**WHAT IS NEEDED:** Every record below needs to be printed again exactly.

**DATA UNDER STUDY:**
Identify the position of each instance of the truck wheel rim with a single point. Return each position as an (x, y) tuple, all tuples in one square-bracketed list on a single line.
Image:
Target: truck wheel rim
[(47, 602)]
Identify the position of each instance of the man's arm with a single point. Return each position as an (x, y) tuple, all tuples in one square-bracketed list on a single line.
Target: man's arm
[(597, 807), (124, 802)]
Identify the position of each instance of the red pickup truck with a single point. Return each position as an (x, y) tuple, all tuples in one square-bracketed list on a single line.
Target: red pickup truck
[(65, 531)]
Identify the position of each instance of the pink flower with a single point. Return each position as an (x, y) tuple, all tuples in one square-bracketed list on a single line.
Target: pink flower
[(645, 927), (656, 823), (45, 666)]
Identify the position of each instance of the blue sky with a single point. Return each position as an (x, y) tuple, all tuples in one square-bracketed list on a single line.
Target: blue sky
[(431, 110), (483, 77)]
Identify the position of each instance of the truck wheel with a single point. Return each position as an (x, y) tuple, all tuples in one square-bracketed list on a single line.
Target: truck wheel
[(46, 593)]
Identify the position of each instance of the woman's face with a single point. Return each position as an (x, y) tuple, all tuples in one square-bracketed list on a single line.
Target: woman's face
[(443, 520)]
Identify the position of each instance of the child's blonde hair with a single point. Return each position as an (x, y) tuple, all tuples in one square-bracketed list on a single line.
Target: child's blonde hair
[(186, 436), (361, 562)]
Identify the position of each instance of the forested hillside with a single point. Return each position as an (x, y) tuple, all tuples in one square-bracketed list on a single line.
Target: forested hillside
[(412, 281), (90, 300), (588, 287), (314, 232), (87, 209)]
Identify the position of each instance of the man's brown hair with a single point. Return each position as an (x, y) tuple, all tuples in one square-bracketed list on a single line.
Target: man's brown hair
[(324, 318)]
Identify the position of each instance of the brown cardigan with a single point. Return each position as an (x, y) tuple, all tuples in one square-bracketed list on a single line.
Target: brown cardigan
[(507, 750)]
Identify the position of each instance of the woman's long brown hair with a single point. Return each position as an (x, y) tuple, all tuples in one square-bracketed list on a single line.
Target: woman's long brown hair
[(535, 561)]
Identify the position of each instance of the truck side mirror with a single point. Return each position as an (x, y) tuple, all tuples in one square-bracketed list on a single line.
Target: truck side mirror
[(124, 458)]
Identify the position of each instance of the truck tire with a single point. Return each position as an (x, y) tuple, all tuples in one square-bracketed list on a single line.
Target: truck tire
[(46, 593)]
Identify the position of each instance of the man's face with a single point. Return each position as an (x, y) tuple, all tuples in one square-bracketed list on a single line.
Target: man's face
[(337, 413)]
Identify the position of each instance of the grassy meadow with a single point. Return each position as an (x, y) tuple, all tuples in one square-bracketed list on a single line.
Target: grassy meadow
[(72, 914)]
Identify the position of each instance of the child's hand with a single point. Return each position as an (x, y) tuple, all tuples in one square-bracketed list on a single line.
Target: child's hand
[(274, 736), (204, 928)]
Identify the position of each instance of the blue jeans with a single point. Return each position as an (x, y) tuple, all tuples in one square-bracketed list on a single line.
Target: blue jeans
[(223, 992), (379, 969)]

**ANSWER SPACE:**
Identify the position of each instance of the truck wheel rim with a single point. Return each position as an (x, y) tuple, all tuples in one square-bracketed list on a single line.
Image:
Target: truck wheel rim
[(47, 602)]
Identify the position of each instance of the man's arm with a single point. Return each position as an (x, y) tuple, all tuples in one square-bracketed list on a single line.
Target: man's arm
[(597, 807), (124, 802)]
Identify the position of each instance of the red pickup truck with a single point. Return each position as an (x, y) tuple, all tuples in one square-bracketed list on a single line.
Target: red pickup truck
[(65, 531)]
Identify the position of each instance of the pink flower with a single point. Return each position as an (x, y) tuple, all tuples in one square-bracketed list on a single line.
Target: pink flower
[(645, 927), (656, 823), (45, 666)]
Identify the position of each instance of the blue sky with a single point. Return each position as an (x, y) tuple, all tuples in one square-bracketed list on a single line.
Target: blue sky
[(431, 110), (483, 77)]
Identify the position of each instance of the truck wheel with a single point. Return each position as an (x, y) tuple, all tuples in one square-bracketed list on a single line.
Target: truck wheel
[(46, 593)]
Identify the position of each instance of the woman's face with a single point. Return each position as an (x, y) tuple, all tuples in one square-bracketed list on a single line.
Target: woman's face
[(443, 520)]
Identify the position of each instance of the child's blonde hair with a single point. Return each position as an (x, y) tuple, all tuples in one square-bracketed list on a single line.
Target: child's blonde hair
[(186, 436), (361, 562)]
Identify the position of each instance of the forested hillside with a single point. Return each position as an (x, y) tuple, all tuples in one square-bracketed list on a single line.
Target: forested hillside
[(412, 281), (90, 300), (588, 287), (314, 232), (87, 209)]
Identify the position of each instance of the man's brown hair with a single point. Return each position as an (x, y) tuple, all tuples in one square-bracketed list on a single line.
Target: man's brown hair
[(324, 318)]
Identify the position of each instance of the brown cardigan with a single point. Return each position as an (x, y) tuple, all tuples in one square-bracketed list on a single line.
Target: brown cardigan
[(507, 750)]
Identify the position of each instance of the woman's long brown hair with a single point. Return each position as an (x, y) tuple, all tuples in one square-bracketed list on a single line.
Target: woman's long brown hair
[(535, 561)]
Identify the position of each instance of the truck side mirror with a single point. Return each position as an (x, y) tuple, all tuples in one square-bracketed list on a single line.
Target: truck side mirror
[(124, 458)]
Identify the position of each instance of the truck tire with a single point. Return each position as an (x, y) tuple, all tuples in one square-bracketed list on a single line.
Target: truck tire
[(46, 593)]
Identify the position of each instance of the man's face with a single point. Return each position as an (x, y) tuple, all tuples in one square-bracketed list on a single line.
Target: man's face
[(337, 413)]
Identify the position of each instance of the grassy meadow with a single point. Return each position as an (x, y) tuple, all tuples in one square-bracketed list on a single line.
Target: grassy meadow
[(72, 914)]
Identify the position of each instance of the child's hand with a single point. Return each position as an (x, y) tuple, all tuples in one square-bracketed list on a single line.
Target: child's hand
[(274, 736), (204, 928)]
Identify the position of each instance of the blue jeans with a single point. Return each position as an (x, y) tuple, all tuples in one square-bracketed list on a single line.
Target: blue jeans
[(223, 992), (379, 969)]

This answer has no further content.